**USING THE INFORMATION**
1) Answer each question from the Home Assistant forum thread, one answer per line marked like its question.
(a) Which database did the poster revert to on the test box?
(b) Which version was the poster finally able to upgrade to?
(c) What kind of integrations did the poster remove in the dev system to stabilize the installation?
2) Decide whether each statement agrees with the Home Assistant forum thread. Answer yes or no, and quote the words of the thread that decide it.
(a) On the prod machine, the Home Assistant process uses at least 25% CPU constantly.
(b) The high CPU usage most often starts around the 20-minute mark.
(c) The poster found that HACS-installed components caused the problem.
3) Return the part of the Home Assistant forum thread from "If I then run" to "slow in response.", copied word for word.

**PROVIDED PASSAGE**
To test I restored a backup to another (fresh build) Proxmox, but ALSO to a mini-pc, both virtual and physical cannot deal with the upgrade.

By now I have logging completely disabled on the test box, disabled ALL add-ons. I also have reverted back to SQLite and deleted the original database for good measures.

On the test-box went into OS and was able to get into the homeassistant container by:
docker exec -it homeassistant /bin/bash.

If I then run “top” the result is:
Mem: 3797928K used, 6385148K free, 4180K shrd, 156120K buff, 1057956K cached
CPU: 25% usr 0% sys 0% nic 73% idle 0% io 0% irq 0% sirq
Load average: 1.00 1.00 0.97 2/514 892
PID PPID USER STAT VSZ %VSZ CPU %CPU COMMAND
67 65 root R 3075m 30% 3 25% python3 -m homeassistant --config /config

The command “python3 -m homeassistant --config /config” is at a minimum of 25% constantly, whilst on the prod machine this is never more than 2.
Although 25% might not look like “a lot” it basically makes HA really (really, really) slow in response.

So now the real questions:

  • How can I further diagnose what is going on?
  • Anyone else seeing this?
  • Although I disabled (actually removed most) add-ons, could it be an integration having this impact on Core?

Thanks for help, thoughts and inspiration.

Don’t look just at add-ons, disable custom integrations too.


Disabled a lot of stuff, but not there yet.

The interesting bit is that the high cpu sometimes is immediate after starting, mostly it is around 20 minute mark, but this time it was almost one hour.

Hard to troubleshoot this too be honest, as when this happens there is no way I can get to logs anymore.

ok, for those interested, finally was able to upgrade to 2024.9.1 and now run for half a day without issues.

Eventually I don’t think that I can pin-point one source, but for sure none of the integrations, add-on’s or HACS (and through HACS installed components) were the issue.

I removed several “yaml” based integrations in my dev system and that eventually stabilized the installation.
replicated this on prod, removed a BUNCH of other integrations that I basically did not use and upgraded successful.

The only thing that is still left (had that with the old(er) releases also already) is a slow memory leak.

So that probably will be a different topic at some point.

Regarding the increased memory usage, apparently has to do with Proxmox.

So will ignore it for now and see how it affects stability.

**STORED DATA**
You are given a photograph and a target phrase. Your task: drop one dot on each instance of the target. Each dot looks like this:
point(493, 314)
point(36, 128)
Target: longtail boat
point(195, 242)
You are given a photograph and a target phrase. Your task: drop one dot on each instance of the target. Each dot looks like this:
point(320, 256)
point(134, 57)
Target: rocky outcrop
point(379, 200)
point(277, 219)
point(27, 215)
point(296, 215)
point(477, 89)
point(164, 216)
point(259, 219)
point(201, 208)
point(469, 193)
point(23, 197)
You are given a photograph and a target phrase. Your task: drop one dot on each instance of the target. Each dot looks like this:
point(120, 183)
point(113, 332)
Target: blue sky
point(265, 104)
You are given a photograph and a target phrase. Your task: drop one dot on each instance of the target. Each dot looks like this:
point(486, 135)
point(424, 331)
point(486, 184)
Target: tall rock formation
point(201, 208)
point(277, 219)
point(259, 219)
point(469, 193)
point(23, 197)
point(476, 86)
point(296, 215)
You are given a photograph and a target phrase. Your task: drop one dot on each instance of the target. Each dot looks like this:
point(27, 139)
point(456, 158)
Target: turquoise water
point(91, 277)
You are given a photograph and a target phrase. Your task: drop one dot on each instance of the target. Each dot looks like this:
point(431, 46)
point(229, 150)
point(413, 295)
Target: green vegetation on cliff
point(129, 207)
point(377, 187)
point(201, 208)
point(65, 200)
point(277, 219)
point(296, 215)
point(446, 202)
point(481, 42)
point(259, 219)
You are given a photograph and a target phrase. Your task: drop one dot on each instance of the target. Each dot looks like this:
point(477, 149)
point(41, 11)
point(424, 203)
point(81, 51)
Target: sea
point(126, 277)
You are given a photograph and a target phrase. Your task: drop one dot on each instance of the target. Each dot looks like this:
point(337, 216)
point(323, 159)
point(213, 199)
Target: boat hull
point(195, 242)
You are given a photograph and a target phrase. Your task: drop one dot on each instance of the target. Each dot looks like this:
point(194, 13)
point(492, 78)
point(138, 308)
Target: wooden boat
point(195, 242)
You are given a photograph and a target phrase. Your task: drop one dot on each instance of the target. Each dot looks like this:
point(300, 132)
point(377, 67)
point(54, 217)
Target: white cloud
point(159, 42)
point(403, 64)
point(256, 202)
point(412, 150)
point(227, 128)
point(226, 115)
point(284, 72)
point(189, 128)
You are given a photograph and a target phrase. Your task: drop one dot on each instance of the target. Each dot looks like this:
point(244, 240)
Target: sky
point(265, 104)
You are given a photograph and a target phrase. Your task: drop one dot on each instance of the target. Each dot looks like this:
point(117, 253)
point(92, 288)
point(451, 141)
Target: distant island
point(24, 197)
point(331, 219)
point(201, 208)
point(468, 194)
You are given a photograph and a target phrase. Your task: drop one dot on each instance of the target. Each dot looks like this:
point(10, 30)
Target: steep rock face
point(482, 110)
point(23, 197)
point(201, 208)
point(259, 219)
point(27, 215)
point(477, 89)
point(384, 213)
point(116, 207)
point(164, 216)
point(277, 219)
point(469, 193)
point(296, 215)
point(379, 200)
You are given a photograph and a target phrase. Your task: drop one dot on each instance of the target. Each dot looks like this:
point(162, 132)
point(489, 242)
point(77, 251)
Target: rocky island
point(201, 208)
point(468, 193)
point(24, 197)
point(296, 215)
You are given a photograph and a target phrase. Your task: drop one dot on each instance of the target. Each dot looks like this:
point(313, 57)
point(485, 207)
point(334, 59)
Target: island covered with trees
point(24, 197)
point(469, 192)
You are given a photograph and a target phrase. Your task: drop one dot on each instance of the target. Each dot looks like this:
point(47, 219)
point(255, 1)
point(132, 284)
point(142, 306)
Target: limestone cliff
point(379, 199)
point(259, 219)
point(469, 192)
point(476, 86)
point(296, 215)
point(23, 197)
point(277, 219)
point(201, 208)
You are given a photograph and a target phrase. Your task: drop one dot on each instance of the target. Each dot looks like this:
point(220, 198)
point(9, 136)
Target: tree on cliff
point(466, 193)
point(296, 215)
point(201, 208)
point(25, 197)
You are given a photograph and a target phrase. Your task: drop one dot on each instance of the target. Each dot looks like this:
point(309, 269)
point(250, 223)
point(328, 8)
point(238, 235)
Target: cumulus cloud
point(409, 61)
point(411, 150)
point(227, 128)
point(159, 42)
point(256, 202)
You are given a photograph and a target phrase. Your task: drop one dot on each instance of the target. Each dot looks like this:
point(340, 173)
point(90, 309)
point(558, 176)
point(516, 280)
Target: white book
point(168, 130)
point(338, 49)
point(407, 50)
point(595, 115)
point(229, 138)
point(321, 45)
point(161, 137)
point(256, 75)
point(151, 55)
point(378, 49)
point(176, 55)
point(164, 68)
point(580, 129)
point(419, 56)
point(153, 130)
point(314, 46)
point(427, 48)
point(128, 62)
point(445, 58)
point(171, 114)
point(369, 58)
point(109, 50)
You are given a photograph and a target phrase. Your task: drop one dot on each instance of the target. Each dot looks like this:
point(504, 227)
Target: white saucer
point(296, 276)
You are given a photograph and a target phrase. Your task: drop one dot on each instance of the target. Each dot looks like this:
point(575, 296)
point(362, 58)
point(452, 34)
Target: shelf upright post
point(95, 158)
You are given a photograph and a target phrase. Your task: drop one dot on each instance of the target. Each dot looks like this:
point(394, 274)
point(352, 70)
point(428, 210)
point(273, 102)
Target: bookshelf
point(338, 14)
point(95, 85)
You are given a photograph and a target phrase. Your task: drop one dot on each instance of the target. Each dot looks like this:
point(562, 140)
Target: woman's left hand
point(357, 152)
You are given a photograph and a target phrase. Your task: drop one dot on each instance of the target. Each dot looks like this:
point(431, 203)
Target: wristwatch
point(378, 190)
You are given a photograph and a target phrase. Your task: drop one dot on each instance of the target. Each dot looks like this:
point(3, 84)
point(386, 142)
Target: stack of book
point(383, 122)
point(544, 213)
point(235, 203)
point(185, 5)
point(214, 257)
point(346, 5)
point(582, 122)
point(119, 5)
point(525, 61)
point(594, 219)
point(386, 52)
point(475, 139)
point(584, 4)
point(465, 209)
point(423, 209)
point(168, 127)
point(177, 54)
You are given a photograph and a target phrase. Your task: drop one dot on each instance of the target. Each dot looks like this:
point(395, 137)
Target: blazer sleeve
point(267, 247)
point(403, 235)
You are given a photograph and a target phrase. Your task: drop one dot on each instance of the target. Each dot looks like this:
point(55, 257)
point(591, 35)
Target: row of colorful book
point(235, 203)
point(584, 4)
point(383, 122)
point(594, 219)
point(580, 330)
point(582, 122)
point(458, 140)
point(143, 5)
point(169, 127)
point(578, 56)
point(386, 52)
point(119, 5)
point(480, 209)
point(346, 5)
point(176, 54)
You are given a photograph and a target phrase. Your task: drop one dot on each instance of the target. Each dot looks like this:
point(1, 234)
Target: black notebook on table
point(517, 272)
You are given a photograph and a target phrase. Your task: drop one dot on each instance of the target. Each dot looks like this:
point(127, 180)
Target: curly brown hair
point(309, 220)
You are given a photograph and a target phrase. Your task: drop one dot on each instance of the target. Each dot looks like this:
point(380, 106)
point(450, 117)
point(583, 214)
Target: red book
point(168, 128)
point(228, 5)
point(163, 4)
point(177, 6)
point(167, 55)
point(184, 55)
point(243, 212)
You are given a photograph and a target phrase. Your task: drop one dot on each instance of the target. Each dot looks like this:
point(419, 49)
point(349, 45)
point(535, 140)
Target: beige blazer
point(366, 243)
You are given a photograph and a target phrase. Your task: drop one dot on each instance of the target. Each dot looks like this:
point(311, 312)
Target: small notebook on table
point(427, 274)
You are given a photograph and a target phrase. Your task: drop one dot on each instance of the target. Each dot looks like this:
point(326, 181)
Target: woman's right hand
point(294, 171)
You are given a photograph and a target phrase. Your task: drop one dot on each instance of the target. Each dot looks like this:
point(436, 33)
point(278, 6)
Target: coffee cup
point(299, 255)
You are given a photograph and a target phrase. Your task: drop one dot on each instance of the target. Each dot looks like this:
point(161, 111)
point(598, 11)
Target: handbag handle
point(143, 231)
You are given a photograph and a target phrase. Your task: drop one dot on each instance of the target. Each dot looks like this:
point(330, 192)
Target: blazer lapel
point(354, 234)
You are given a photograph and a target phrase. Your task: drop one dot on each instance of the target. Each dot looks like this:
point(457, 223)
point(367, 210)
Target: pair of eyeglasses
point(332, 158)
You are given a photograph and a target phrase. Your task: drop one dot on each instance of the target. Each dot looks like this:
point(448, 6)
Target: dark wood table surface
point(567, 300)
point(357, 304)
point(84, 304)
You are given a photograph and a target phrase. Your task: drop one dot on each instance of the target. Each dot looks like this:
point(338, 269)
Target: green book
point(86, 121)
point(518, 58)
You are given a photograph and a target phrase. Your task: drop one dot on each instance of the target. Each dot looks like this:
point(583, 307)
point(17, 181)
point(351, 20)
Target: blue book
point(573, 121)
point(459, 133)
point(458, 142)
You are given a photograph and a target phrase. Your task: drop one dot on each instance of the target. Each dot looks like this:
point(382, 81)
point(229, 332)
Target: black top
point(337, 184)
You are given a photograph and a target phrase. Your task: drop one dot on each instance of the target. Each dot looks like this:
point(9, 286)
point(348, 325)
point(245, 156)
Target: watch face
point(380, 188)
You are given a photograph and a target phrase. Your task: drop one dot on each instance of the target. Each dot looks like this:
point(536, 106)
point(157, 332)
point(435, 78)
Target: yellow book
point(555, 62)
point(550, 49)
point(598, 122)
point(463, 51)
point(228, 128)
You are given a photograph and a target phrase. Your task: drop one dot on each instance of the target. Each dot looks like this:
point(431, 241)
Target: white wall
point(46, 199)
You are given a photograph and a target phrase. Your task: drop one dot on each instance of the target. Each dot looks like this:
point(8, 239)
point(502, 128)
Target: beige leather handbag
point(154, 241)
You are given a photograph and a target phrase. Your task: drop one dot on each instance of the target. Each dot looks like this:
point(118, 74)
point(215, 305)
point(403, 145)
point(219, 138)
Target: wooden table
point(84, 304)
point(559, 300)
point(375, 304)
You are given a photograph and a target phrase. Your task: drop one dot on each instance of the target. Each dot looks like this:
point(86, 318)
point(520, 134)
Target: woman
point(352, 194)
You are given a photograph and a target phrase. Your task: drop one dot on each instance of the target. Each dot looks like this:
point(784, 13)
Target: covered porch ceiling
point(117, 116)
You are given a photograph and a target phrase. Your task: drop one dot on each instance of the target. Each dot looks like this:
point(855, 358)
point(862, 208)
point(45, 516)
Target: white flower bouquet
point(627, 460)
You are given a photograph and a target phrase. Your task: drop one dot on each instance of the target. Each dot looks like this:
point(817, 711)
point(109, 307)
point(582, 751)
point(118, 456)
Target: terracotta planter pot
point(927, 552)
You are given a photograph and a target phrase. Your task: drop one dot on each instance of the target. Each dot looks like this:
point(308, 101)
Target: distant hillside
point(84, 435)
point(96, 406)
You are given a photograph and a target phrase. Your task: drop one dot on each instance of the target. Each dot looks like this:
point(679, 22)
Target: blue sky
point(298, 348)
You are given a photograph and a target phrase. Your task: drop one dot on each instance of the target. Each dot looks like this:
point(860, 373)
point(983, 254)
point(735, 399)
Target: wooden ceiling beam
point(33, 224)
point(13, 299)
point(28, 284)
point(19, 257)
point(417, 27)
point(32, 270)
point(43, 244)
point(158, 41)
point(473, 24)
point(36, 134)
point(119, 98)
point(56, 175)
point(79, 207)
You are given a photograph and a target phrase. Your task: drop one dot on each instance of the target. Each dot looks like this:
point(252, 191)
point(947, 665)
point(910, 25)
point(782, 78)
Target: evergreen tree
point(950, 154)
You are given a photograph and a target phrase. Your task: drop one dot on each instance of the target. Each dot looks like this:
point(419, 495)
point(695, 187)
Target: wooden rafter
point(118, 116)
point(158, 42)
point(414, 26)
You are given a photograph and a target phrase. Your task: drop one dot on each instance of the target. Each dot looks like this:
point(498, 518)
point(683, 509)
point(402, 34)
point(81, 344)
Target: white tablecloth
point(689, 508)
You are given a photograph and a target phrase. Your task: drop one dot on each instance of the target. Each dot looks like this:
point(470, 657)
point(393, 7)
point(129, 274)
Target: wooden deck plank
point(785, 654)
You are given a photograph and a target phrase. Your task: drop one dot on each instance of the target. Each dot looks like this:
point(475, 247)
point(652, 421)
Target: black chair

**OUTPUTS BY TASK**
1)
(a) SQLite
(b) 2024.9.1
(c) "yaml" based integrations

2)
(a) No: "whilst on the prod machine this is never more than 2."
(b) Yes: "mostly it is around 20 minute mark"
(c) No: "for sure none of the integrations, add-on’s or HACS (and through HACS installed components) were the issue."

3)
If I then run “top” the result is:
Mem: 3797928K used, 6385148K free, 4180K shrd, 156120K buff, 1057956K cached
CPU: 25% usr 0% sys 0% nic 73% idle 0% io 0% irq 0% sirq
Load average: 1.00 1.00 0.97 2/514 892
PID PPID USER STAT VSZ %VSZ CPU %CPU COMMAND
67 65 root R 3075m 30% 3 25% python3 -m homeassistant --config /config

The command “python3 -m homeassistant --config /config” is at a minimum of 25% constantly, whilst on the prod machine this is never more than 2.
Although 25% might not look like “a lot” it basically makes HA really (really, really) slow in response.